Başın olsada yüksek
Yüzün enginde gerek
Kibirle yürüyerek
Yolu incitme gönül
Demiş üstat B.Yazgan
Değerli gönüldaşlarım
İnsanoğlu eline en ufak bir güç geçtiğinde,kendini yaradanı bile unutur. Enaniyete bürünür.
Bu güç para olabilir,Makam olabilir,Fiziksel güç veya şöhret olabilir vs.
Ama aslında insanın en güçlü olduğu an, aynı zamanda en zayıf olduğu andır. Bilemez.
Onun için İnsan hiç bir zaman aciz bir kul olduğunu hatırından çıkarmamalıdır.
Hikaye bu ya;
Günlerden bir gün Fil, kendisini ormanın en güçlü hayvanı ilan eder. Bütün düzeni değiştirip, yeniden kurar.
Aslan, kaplan, ayı, gergedan…
Kimse File karşı çıkmaz.
Fil, önce kendi yerini sağlamlaştırdıktan sonra şöyle seslenir.
════
Görevler:
1. Kibir üzerine yazıya göre insanın en güçlü olduğu an, aynı zamanda hangi andır?
2. Kibir üzerine yazıyı kaldığı yerden sürdürün.
════
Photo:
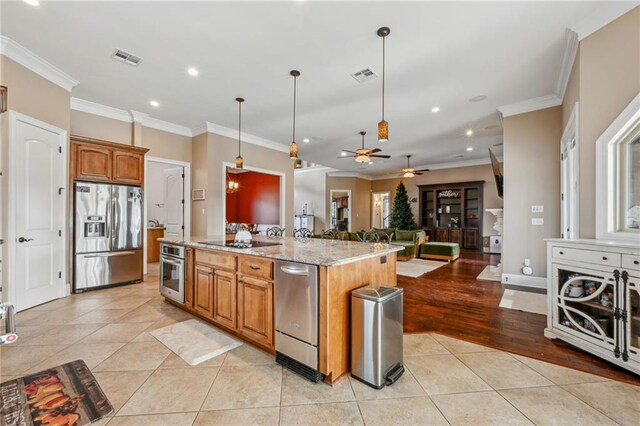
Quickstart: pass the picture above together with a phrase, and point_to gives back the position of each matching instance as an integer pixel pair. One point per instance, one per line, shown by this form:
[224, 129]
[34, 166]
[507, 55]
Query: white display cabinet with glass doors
[594, 298]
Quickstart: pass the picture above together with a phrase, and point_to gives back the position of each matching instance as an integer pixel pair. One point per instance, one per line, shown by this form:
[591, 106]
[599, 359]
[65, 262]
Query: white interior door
[174, 202]
[37, 200]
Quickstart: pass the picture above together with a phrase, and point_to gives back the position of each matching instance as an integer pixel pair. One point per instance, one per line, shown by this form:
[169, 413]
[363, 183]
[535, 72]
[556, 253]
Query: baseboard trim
[524, 280]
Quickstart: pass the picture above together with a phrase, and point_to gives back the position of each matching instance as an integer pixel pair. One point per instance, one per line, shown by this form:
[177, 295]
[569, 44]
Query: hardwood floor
[451, 301]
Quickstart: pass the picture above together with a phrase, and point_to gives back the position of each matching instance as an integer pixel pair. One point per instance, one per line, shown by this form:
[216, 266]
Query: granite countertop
[312, 251]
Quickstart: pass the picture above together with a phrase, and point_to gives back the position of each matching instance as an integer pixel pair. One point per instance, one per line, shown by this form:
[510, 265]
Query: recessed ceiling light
[478, 98]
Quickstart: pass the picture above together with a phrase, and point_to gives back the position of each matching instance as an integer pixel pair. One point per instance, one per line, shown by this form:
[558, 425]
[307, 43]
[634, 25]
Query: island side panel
[336, 284]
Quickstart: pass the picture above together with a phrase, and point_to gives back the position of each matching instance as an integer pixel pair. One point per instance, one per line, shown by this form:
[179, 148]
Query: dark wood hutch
[453, 213]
════
Görev Sonuçları:
1. İnsanın en zayıf olduğu andır.

2.
Herkes kendi arasında nasıl yaşarsa yaşasın, beni ilgilendirmez. Ama herkes benimle olan ilişkilerine dikkat etsin. Bütün kuralları ben koyarım. Ormandakiler de ona mecburen uyarlar. Çünkü
En güçlü o, tek yetkili o, gerisi sefil.
Tabiki sadece fille ilişkiler değil, bütün hayvanların kendi aralarındaki ilişkiler de filden sorulur olur.
Öyle ki, ormandaki nüfus artışı bile filin işi olmuş. Tek tek doğum yapan hayvanlara kızar ve şöyle seslenir.
Bakın bir seferde 4-5 yavru doğuranlar var. Ne bu tembelliğiniz. Benimle oyun oynamayı bırakın, daha çok yavru doğurun” diye çıkışır.
Her şeyi mecburen sineye çeker ormandakiler.
İş o noktaya gelirki, eşit sayılır maymun eşekle.
Zira fil, kimi kime uygun görürse ona göre şekillenir ormanda yaşam.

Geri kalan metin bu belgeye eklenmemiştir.